[Exercise details]
Two lines mark the range in the entries below: the one holding "Target: paper lantern" and the one holding "Target: framed poster". Set down those two and all lines between them, exactly.

[Record set]
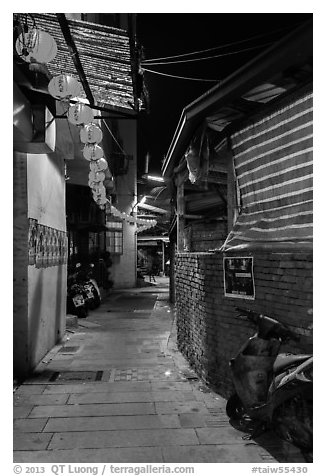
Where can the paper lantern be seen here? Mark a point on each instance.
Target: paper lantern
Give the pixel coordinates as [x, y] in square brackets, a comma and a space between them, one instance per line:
[64, 86]
[36, 46]
[99, 188]
[96, 176]
[80, 113]
[92, 152]
[98, 165]
[91, 134]
[101, 201]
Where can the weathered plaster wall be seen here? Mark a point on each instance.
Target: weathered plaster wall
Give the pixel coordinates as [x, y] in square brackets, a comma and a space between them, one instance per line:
[20, 264]
[209, 333]
[46, 286]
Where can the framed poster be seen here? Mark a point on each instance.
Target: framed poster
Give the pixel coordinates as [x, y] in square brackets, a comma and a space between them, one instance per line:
[239, 277]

[Finished task]
Target: paper lantern
Give the pixel coordinates as [x, y] in square brackets, a comma and a space between them, one instance per line:
[64, 86]
[36, 46]
[99, 188]
[96, 176]
[80, 113]
[92, 152]
[98, 165]
[91, 134]
[101, 201]
Where can the weathered plaster wall be seen here? Mark a point on each instance.
Target: weathered plaster wall
Give the pixel coordinates as [x, y] in square brackets, a comma and a space between them, one instance per line:
[20, 264]
[209, 333]
[46, 286]
Where can the framed poster be seen here? Mark a point on each instance.
Target: framed poster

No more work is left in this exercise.